Exercise data Start Marker
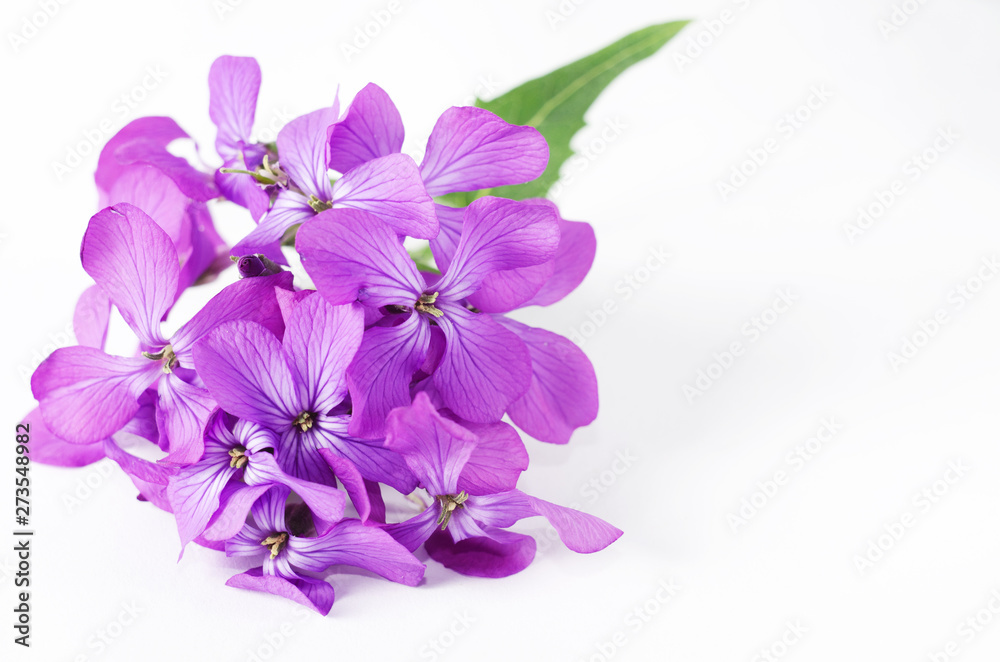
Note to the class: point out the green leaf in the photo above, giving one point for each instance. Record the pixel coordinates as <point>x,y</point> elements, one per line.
<point>556,103</point>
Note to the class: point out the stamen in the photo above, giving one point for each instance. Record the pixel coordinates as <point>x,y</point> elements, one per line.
<point>319,205</point>
<point>239,458</point>
<point>450,502</point>
<point>304,421</point>
<point>277,542</point>
<point>425,304</point>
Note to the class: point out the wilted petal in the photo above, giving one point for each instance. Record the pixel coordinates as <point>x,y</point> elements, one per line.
<point>389,187</point>
<point>352,543</point>
<point>471,149</point>
<point>498,554</point>
<point>370,128</point>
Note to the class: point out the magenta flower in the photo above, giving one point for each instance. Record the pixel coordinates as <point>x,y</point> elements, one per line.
<point>87,395</point>
<point>483,367</point>
<point>237,467</point>
<point>464,528</point>
<point>285,553</point>
<point>295,388</point>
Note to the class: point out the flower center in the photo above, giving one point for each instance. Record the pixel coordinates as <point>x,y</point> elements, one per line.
<point>304,421</point>
<point>449,503</point>
<point>319,205</point>
<point>425,304</point>
<point>239,457</point>
<point>166,355</point>
<point>276,541</point>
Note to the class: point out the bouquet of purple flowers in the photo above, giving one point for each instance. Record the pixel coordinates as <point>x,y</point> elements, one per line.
<point>281,411</point>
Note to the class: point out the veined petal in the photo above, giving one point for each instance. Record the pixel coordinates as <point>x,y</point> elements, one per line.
<point>352,543</point>
<point>250,299</point>
<point>471,149</point>
<point>244,367</point>
<point>134,262</point>
<point>302,151</point>
<point>435,448</point>
<point>370,128</point>
<point>320,341</point>
<point>485,366</point>
<point>353,256</point>
<point>289,208</point>
<point>379,377</point>
<point>181,413</point>
<point>499,234</point>
<point>497,461</point>
<point>312,593</point>
<point>389,187</point>
<point>233,85</point>
<point>86,395</point>
<point>47,448</point>
<point>563,391</point>
<point>91,317</point>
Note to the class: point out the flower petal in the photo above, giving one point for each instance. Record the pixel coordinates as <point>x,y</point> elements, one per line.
<point>353,256</point>
<point>370,128</point>
<point>389,187</point>
<point>86,395</point>
<point>499,234</point>
<point>471,149</point>
<point>485,366</point>
<point>135,263</point>
<point>563,391</point>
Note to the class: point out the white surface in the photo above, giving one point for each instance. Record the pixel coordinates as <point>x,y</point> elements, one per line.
<point>654,185</point>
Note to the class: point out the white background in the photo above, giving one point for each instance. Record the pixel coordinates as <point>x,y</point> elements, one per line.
<point>653,186</point>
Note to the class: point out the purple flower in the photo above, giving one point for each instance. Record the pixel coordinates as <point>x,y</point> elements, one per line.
<point>87,395</point>
<point>389,187</point>
<point>295,388</point>
<point>482,366</point>
<point>284,551</point>
<point>237,467</point>
<point>464,527</point>
<point>135,167</point>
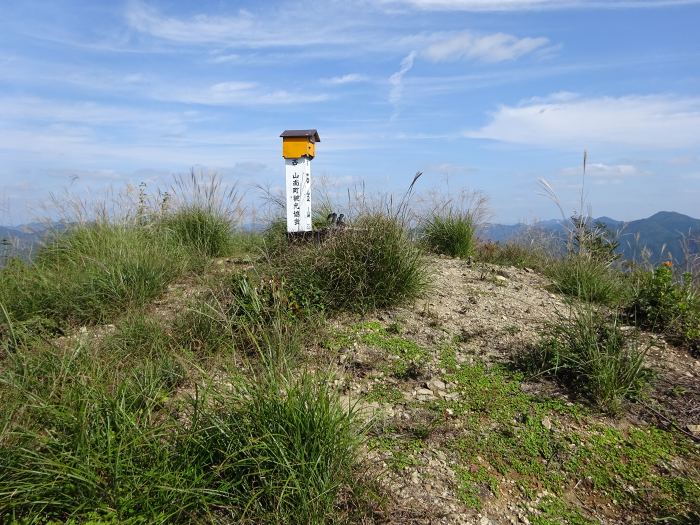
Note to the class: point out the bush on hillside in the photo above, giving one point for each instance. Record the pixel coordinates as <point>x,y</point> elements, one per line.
<point>92,273</point>
<point>369,265</point>
<point>450,233</point>
<point>592,355</point>
<point>588,279</point>
<point>663,304</point>
<point>99,442</point>
<point>204,231</point>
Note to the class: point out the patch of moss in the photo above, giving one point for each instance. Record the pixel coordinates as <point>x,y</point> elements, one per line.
<point>403,452</point>
<point>384,394</point>
<point>473,482</point>
<point>554,511</point>
<point>636,467</point>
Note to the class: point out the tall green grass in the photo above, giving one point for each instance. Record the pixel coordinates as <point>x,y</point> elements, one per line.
<point>104,265</point>
<point>591,354</point>
<point>588,279</point>
<point>100,433</point>
<point>369,265</point>
<point>451,233</point>
<point>92,273</point>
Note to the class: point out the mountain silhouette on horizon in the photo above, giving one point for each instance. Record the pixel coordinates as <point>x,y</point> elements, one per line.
<point>662,236</point>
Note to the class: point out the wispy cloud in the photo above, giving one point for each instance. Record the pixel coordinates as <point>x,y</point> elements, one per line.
<point>235,93</point>
<point>532,5</point>
<point>241,30</point>
<point>396,80</point>
<point>496,47</point>
<point>607,171</point>
<point>350,78</point>
<point>654,121</point>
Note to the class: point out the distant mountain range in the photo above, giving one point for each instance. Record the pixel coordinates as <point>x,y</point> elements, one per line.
<point>658,236</point>
<point>664,234</point>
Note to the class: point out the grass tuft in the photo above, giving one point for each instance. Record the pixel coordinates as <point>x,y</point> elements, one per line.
<point>450,233</point>
<point>591,354</point>
<point>370,265</point>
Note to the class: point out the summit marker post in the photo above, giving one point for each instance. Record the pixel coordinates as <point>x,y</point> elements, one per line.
<point>298,149</point>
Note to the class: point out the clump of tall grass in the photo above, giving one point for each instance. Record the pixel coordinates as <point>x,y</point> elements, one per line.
<point>450,233</point>
<point>588,279</point>
<point>201,214</point>
<point>285,448</point>
<point>92,273</point>
<point>243,313</point>
<point>108,261</point>
<point>369,265</point>
<point>79,441</point>
<point>593,356</point>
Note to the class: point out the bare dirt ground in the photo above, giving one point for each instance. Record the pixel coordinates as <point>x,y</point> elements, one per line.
<point>484,315</point>
<point>394,366</point>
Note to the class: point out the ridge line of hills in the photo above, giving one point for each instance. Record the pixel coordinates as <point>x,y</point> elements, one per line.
<point>653,238</point>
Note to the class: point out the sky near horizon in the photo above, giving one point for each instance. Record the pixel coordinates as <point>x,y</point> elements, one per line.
<point>486,95</point>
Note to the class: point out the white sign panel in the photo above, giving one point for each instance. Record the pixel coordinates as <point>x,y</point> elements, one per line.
<point>298,173</point>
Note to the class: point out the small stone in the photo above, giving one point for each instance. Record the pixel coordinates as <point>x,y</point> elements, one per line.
<point>436,384</point>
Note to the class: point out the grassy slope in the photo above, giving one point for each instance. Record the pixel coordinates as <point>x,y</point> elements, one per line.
<point>113,428</point>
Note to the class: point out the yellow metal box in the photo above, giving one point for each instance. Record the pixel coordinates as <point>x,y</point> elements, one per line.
<point>297,143</point>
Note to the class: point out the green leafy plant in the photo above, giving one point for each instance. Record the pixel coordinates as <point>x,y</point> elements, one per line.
<point>450,233</point>
<point>588,279</point>
<point>592,355</point>
<point>369,265</point>
<point>664,304</point>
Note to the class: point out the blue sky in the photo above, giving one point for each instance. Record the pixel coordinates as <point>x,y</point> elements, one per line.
<point>478,94</point>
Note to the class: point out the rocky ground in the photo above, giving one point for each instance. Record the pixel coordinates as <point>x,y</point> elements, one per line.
<point>457,435</point>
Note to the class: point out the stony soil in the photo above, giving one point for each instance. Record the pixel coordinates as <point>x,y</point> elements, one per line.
<point>488,315</point>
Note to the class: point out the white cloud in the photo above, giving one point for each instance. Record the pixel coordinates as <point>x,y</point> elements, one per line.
<point>602,170</point>
<point>496,47</point>
<point>350,78</point>
<point>396,80</point>
<point>531,5</point>
<point>655,121</point>
<point>244,29</point>
<point>234,93</point>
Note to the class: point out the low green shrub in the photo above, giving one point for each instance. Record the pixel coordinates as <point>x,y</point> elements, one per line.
<point>369,265</point>
<point>204,231</point>
<point>588,279</point>
<point>244,313</point>
<point>591,354</point>
<point>81,440</point>
<point>663,304</point>
<point>450,234</point>
<point>91,274</point>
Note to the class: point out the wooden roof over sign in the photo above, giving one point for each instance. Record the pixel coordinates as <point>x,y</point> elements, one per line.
<point>311,134</point>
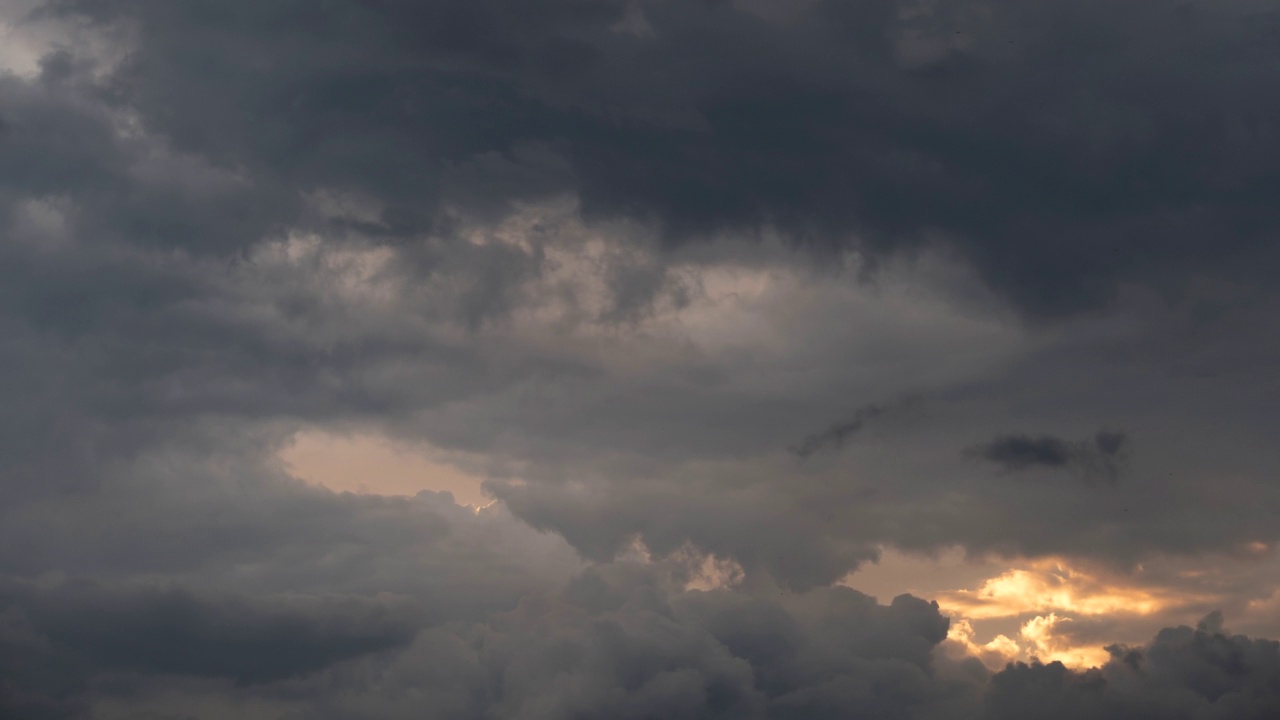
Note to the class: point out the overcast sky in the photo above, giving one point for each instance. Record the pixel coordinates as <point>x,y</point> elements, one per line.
<point>639,359</point>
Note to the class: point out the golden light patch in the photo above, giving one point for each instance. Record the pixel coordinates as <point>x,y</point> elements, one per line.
<point>1054,586</point>
<point>373,465</point>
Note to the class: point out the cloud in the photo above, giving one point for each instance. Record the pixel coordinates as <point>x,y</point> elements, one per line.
<point>1102,458</point>
<point>1183,673</point>
<point>837,433</point>
<point>602,256</point>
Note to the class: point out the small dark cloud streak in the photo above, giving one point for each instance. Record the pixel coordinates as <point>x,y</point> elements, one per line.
<point>1102,456</point>
<point>839,433</point>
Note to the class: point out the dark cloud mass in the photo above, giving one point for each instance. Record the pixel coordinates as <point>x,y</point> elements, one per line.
<point>611,260</point>
<point>1102,456</point>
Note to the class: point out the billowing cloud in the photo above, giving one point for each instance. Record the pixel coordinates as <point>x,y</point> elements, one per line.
<point>634,272</point>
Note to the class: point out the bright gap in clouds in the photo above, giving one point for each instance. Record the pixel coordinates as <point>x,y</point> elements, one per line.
<point>366,464</point>
<point>1060,610</point>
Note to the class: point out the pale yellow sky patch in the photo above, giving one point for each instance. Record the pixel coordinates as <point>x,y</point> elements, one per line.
<point>368,464</point>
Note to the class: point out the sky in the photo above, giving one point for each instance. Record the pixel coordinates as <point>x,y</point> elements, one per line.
<point>638,359</point>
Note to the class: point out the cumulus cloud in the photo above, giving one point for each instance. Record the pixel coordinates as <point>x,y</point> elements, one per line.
<point>604,259</point>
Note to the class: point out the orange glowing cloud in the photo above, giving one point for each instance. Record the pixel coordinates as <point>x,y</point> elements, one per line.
<point>1054,586</point>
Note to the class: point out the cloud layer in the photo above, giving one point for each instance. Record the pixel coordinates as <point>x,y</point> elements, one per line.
<point>718,300</point>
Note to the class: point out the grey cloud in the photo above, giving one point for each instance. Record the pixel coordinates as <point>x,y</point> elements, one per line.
<point>1100,458</point>
<point>1201,673</point>
<point>387,217</point>
<point>173,630</point>
<point>839,433</point>
<point>1038,141</point>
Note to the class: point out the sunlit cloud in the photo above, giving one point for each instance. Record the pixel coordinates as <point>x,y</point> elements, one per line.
Exercise data End Marker
Instructions to follow
Starting at the line that contains "Note to the class: point out the cloud layer", copy each line exactly through the end of the listing above. Include that first line and the last one, and add nothing.

Task solution
Note to the class: point out the cloud layer in the photo above, giving one point for each instance. Record the pixel coordinates as <point>x,y</point> elements, one per line.
<point>718,300</point>
Note to the class: point out the grey cloud in the photo above, giving one point for each instance. Record the pixel coordinates as <point>x,y</point> elements, one per line.
<point>1100,458</point>
<point>1201,673</point>
<point>387,217</point>
<point>173,630</point>
<point>839,433</point>
<point>1038,141</point>
Note to the class: point out the sunlit cloud in the photo above, giving one point for each instance. Record the pixel coordinates as <point>x,y</point> elements, one per line.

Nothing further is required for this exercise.